*Passage*:
=== Section Start ===

At COLT 2006 Elad Hazan, Adam Kalai, Satyen Kale, and Amit Agarwal presented a modification which takes a Newton step guaranteeing O(log T) regret when the first and second derivatives are bounded. Then they applied these algorithms to portfolio management at ICML 2006 (with Robert Schapire) yielding some very fun graphs.

Regularization = Robustness

The Gibbs-Jaynes theorem is a classical result that tells us that the highest entropy distribution (most uncertain, least committed, etc.) subject to expectation constraints on a set of features is an exponential family distribution with the features as sufficient statistics. In math,

argmax_p H(p)
s.t. E_p[f_i] = c_i

is given by e^{\sum \lambda_i f_i}/Z. (Z here is the necessary normalization constraint, and the lambdas are free parameters we set to meet the expectation constraints).

A great deal of statistical mechanics flows from this result, and it has proven very fruitful in learning as well. (Motivating work in models in text learning and Conditional Random Fields, for instance. ) The result has been demonstrated a number of ways. One of the most elegant is the “geometric” version here.

In the case when the expectation constraints come from data, this tells us that the maximum entropy distribution is exactly the maximum likelihood distribution in the exponential family. It’s a surprising connection and the duality it flows from appears in a wide variety of work. (For instance, Martin Wainwright’s approximate inference techniques rely (in essence) on this result.)

=== Section End ===

*Data extracts*:
=== Section Start ===

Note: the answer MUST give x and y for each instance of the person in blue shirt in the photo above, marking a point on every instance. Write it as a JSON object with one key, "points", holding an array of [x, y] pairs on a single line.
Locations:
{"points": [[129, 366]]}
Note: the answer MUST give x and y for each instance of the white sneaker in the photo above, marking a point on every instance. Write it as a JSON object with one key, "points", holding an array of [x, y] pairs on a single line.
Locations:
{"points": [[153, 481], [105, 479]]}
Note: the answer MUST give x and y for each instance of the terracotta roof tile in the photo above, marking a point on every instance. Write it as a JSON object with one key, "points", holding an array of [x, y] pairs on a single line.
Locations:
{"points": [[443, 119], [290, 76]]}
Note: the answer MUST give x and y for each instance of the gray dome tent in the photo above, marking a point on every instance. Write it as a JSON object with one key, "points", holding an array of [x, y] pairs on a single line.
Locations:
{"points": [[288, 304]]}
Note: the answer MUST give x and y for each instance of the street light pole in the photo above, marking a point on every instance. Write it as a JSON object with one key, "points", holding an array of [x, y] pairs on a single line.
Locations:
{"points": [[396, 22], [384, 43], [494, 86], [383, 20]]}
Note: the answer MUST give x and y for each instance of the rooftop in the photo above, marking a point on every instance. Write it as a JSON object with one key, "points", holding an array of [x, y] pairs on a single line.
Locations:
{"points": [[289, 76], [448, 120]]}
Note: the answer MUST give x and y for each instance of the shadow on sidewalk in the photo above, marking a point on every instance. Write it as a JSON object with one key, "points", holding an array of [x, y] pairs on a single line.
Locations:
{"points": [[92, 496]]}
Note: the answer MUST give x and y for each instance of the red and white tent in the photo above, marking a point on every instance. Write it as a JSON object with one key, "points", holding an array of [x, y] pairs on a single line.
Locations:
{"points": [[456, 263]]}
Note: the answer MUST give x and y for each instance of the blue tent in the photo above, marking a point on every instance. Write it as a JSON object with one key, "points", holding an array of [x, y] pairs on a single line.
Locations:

=== Section End ===

*To do*:
1: Answer these from the passage on online learning and maximum entropy, one line each:
(a) At which conference did Elad Hazan, Adam Kalai, Satyen Kale, and Amit Agarwal present their Newton-step modification?
(b) According to the Gibbs-Jaynes theorem, what kind of distribution has the highest entropy under expectation constraints on a set of features?
(c) Whose approximate inference techniques does the passage say rely on this result?
2: Which people does the passage on online learning and maximum entropy name with both a first and a last name? List all of them.
3: Continue the passage on maximum entropy and exponential families, picking up after its final sentence.

*Per-task outputs*:
1:
(a) COLT 2006
(b) An exponential family distribution with the features as sufficient statistics
(c) Martin Wainwright's

2: Elad Hazan, Adam Kalai, Satyen Kale, Amit Agarwal, Robert Schapire, Martin Wainwright

3:
In practice, we know that Maximum Likelihood with a lot of features is bound to overfit. The traditional trick is to pull a sleight of hand in the derivation. We start with the primal entropy problem, move to the dual, and in the dual add a “prior” that penalizes the lambdas. (Typically an l_1 or l_2 penalty or constraint.) This game is played in a variety of papers, and it’s a sleight of hand because the penalties don’t come from the motivating problem (the primal) but rather get tacked on at the end. In short: it’s a hack.

So I realized a few months back, that the primal (entropy) problem that regularization relates to is remarkably natural. Basically, it tells us that regularization in the dual corresponds directly to uncertainty (mini-max) about the constraints in the primal. What we end up with is a distribution p that is robust in the sense that it maximizes the entropy subject to a large set of potential constraints. More recently, I realized that I’m not even close to having been the first to figure that out. Miroslav Dudík, Steven J. Phillips and Robert E. Schapire, have a paper that derives this relation and then goes a step further to show what performance guarantees the method provides. It’s a great paper and I hope you get a chance to check it out:

Performance guarantees for regularized maximum entropy density estimation.

(Even better: if you’re attending ICML this year, I believe you will see Rob Schapire talk about some of this and related material as an invited speaker.)

It turns out the idea generalizes quite a bit. In Robust design of biological experiments. P. Flaherty, M. I. Jordan and A. P. Arkin show a related result where regularization directly follows from a robustness or uncertainty guarantee. And if you want the whole, beautiful framework you’re in luck. Yasemin Altun and Alex Smola have a paper (that I haven’t yet finished, but at least begins very well) that generalizes the regularized maximum entropy duality to a whole class of statistical inference procedures. If you’re at COLT, you can check this out as well.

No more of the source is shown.